[Written request] Swap "innermost" for "central" in the lines beginning at the one that has "For every instance of the bird's beak" and ending after the one that has "For every instance of the bird's tail", keeping all else the same. Give back only those lines.

Entries from a pointing dataset:
---*---
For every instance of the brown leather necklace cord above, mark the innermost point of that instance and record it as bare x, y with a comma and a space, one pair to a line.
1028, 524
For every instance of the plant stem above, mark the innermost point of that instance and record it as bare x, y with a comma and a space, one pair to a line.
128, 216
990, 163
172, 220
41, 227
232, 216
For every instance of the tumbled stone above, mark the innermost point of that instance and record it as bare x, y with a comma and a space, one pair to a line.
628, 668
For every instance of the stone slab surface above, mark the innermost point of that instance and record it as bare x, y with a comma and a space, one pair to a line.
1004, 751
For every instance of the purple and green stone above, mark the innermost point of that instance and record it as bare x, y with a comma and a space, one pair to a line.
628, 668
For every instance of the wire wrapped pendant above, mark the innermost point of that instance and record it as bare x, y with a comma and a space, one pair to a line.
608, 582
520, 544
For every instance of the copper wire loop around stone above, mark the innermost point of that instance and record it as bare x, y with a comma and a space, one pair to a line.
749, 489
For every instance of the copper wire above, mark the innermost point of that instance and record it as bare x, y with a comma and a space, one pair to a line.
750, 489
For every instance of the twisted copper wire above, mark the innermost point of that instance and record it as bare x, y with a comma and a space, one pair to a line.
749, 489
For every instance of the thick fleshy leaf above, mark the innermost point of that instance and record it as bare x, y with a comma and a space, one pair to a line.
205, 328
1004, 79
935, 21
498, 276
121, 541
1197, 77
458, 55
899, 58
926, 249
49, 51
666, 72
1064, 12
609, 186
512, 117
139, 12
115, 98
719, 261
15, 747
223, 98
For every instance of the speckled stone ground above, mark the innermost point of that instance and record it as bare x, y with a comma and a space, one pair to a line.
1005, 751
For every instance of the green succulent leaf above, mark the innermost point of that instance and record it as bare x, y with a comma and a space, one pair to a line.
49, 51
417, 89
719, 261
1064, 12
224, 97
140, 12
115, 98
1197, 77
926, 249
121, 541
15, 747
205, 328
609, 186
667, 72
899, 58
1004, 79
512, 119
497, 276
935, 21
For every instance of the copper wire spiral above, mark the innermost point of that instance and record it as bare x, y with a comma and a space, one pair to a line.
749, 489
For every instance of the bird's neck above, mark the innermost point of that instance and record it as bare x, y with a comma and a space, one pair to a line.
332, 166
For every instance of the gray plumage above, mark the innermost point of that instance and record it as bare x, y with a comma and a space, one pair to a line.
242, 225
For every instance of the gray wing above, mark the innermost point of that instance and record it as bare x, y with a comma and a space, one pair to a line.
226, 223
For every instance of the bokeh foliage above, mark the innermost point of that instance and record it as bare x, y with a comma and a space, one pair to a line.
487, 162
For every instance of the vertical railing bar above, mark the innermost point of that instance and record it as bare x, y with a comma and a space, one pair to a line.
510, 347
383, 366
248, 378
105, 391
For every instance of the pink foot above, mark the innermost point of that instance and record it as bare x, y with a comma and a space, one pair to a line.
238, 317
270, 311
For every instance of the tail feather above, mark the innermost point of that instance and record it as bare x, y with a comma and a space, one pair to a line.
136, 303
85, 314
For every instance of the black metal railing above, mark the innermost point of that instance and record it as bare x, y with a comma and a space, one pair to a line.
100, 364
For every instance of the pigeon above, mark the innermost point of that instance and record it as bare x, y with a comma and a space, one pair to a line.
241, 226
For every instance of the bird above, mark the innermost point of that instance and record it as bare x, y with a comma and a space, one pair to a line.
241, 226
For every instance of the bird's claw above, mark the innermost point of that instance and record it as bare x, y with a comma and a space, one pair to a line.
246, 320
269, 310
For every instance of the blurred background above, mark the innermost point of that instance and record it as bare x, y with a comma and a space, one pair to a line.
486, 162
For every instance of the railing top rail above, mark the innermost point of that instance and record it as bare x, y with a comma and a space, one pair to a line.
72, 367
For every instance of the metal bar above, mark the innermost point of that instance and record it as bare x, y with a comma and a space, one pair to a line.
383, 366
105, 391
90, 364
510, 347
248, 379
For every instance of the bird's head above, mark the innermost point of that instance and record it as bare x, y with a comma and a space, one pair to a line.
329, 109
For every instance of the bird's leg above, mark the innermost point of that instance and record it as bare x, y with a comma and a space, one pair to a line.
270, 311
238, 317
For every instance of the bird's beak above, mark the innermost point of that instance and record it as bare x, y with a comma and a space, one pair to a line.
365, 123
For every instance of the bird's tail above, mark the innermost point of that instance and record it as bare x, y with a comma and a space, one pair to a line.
---*---
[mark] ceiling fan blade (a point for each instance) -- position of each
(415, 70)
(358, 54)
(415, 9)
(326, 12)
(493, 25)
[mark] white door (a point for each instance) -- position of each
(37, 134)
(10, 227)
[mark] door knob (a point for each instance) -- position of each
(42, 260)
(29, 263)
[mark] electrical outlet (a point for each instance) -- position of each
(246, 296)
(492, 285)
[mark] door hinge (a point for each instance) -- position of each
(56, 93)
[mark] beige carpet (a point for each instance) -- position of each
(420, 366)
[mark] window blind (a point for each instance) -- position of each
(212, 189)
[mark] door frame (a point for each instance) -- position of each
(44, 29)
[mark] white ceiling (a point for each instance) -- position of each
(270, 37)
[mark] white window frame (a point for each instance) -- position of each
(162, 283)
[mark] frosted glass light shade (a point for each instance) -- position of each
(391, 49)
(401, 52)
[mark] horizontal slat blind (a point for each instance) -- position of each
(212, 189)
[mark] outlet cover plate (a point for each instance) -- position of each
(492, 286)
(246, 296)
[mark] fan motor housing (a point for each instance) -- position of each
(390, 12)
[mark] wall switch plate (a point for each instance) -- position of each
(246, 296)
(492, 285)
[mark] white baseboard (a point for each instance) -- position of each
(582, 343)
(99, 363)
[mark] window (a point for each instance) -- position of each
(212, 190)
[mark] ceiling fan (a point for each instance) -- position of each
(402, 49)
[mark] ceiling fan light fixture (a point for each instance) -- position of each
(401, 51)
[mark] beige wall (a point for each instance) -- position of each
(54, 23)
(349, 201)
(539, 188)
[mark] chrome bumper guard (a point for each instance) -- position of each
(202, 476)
---*---
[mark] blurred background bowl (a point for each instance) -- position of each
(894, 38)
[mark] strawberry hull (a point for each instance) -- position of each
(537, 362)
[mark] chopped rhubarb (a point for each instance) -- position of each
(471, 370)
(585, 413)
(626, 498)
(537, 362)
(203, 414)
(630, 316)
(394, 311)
---*---
[Solution]
For every instance of the bird's beak above, mark the central point of that instance and record it as bare x, y with a comma and a space, one pair to a line.
365, 123
For every instance of the bird's tail above, mark the central point of that instance and record it as bare x, y with a comma and a space, one pair to a line.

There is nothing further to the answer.